Solving the Olympic Ring Puzzle: Calculate Max Mass

[SuperHero]

So this is what i get:

mgcosθ + Fn = 2mg (R -Rcosθ) / R
Rmgcosθ + RFn = 2mgR - 2mgRcosθ
RFn = 2mgR - 3Rmgcosθ
RFn = (R) 2mg - 3mgcosθ
Fn = 2mg - 3mgcosθ

tada!

 

[haruspex]

So this is what i get:

mgcosθ + Fn = 2mg (R -Rcosθ) / R
Rmgcosθ + RFn = 2mgR - 2mgRcosθ
RFn = 2mgR - 3Rmgcosθ
RFn = (R) 2mg - 3mgcosθ
Fn = 2mg - 3mgcosθ

tada!

Good. So the forces on the ring are? And when you have that, at what angle theta is the tension minimised?

 

[SuperHero]

Good. So the forces on the ring are? And when you have that, at what angle theta is the tension minimised?

So the forces on the big ring are the 2 normal forces by the beads and the force of gravity. For the θ, r u supposed to know or calculate?

 

[haruspex]

So the forces on the big ring are the 2 normal forces by the beads and the force of gravity. For the θ, r u supposed to know or calculate?

We're not ready to determine theta yet. Just carry on using it as an unknown.
You missed out the tension. We're not ready to set that zero yet.
Write the equation for the vertical components of the forces.

 

[SuperHero]

Alright so for the verticle component of the ring we have

the two 2(Fn) towards the middle and the Fg as well as the tension so.

2(Fn = 2mg - 3mgcosθ) + T = Fg

 

[TSny]

Remember that the forces acting on the ring add together as vectors. So, you need to consider the vertical components separately from the horizontal components.

 

[SuperHero]

Remember that the forces acting on the ring add together as vectors. So, you need to consider the vertical components separately from the horizontal components.

ah, i see.
but doesn't me expression still go with your statement?

 

[haruspex]

Alright so for the verticle component of the ring we have

the two 2(Fn) towards the middle

Careful with the direction of Fn. As a force on the bead, you took the positive direction to be towards the centre of the circle. We're now dealing with the reaction force of the bead on the ring, so the direction is reversed. (But I see you have done that in the equation below.)

and the Fg as well as the tension so.

2(Fn = 2mg - 3mgcosθ) + T = Fg

We only want the vertical component of each force. Fn is not vertical.
When you have corrected that, the next thing is to find out for what values of Fg the tension, T, becomes 0 at some point during the movement of the beads.
How do you think we might do that?

 

[SuperHero]

would that mean that the fg should be less than T, in order for it to go lose or become slack?
ok so if the Fn is not a verticle force. the equation would become T = Fg

 

[haruspex]

ok so if the Fn is not a verticle force. the equation would become T = Fg

No, Fn is neither vertical nor horizontal. It has a vertical component. What is the magnitude of that vertical component?

> **Data to process**:

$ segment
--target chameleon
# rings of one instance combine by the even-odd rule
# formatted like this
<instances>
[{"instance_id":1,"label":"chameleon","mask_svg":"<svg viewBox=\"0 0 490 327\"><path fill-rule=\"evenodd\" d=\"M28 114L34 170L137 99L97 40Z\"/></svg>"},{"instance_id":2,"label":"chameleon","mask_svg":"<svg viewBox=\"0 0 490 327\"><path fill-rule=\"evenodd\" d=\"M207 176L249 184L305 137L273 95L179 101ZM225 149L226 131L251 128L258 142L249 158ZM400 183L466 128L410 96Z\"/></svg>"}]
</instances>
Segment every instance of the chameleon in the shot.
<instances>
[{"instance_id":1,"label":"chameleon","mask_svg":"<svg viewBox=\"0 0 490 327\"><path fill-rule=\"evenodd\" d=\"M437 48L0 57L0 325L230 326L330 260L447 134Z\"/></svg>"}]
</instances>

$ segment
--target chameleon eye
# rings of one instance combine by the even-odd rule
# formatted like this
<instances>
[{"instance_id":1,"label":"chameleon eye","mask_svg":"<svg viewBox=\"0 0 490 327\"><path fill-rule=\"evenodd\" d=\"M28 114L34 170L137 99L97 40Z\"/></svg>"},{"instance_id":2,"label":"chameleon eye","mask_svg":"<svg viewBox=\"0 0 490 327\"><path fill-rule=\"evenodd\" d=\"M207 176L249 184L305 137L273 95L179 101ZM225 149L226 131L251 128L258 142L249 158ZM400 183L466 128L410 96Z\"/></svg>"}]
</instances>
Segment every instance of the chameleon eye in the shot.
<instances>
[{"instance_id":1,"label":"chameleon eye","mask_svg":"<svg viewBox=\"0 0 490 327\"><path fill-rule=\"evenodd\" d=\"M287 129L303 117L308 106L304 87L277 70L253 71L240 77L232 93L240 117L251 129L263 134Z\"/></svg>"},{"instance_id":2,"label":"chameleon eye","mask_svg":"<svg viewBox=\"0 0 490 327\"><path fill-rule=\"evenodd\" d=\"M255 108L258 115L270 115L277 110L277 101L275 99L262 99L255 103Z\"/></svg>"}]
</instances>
==
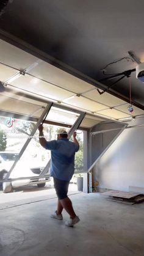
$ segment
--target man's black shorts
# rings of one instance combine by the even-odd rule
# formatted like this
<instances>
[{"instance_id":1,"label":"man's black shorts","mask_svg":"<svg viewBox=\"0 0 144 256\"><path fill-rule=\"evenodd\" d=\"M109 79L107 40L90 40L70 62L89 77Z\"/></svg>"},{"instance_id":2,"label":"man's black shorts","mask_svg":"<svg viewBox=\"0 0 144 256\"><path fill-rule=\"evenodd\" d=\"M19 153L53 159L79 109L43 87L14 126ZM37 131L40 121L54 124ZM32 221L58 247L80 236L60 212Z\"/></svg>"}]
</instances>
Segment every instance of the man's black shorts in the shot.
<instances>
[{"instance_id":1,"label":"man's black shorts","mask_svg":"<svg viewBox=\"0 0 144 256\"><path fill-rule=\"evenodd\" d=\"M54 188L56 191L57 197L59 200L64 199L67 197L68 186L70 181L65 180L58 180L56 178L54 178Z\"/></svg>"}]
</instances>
* * *
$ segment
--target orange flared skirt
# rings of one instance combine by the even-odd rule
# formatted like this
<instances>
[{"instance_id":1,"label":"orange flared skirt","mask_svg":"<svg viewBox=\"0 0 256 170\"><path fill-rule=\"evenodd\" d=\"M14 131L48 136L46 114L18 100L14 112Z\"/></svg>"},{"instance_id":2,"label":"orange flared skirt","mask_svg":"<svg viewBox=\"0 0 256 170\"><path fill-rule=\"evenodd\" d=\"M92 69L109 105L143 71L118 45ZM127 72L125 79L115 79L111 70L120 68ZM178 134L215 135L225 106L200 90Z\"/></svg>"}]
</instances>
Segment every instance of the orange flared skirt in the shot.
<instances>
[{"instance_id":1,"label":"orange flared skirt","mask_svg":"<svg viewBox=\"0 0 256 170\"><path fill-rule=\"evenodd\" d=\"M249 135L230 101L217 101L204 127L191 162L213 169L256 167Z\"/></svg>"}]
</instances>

> **Task instructions**:
a – Find each line of the rows that contains the string "shot", matching case exactly, and copy those lines out.
b – Please carry on the forum thread about the Olympic ring puzzle, starting after its last post.

> **Answers to the exercises**:
a –
Segment every instance of the chameleon in the shot.
Segment every instance of the chameleon eye in the shot.
Segment every instance of the man's black shorts in the shot.
Segment every instance of the orange flared skirt in the shot.

b –
 

[SuperHero]

No, Fn is neither vertical nor horizontal. It has a vertical component. What is the magnitude of that vertical component?

it if Fncosθ

 

[haruspex]

it if Fncosθ

Yes. So now write your equation with T, Fn, θ and Fg again.

 

[SuperHero]

Yes. So now write your equation with T, Fn, θ and Fg again.

2(Fncosθ) + T = Fg

like this?
since you pointed out this equation was correct earlier.

 

[haruspex]

2(Fncosθ) + T = Fg

Yes, but substituting what you already worked out for Fn.
The next thing is to find out for what values of Fg the tension, T, becomes 0 at some point during the movement of the beads.
How do you think we might do that?

 

[SuperHero]

Yes, but substituting what you already worked out for Fn.
The next thing is to find out for what values of Fg the tension, T, becomes 0 at some point during the movement of the beads.
How do you think we might do that?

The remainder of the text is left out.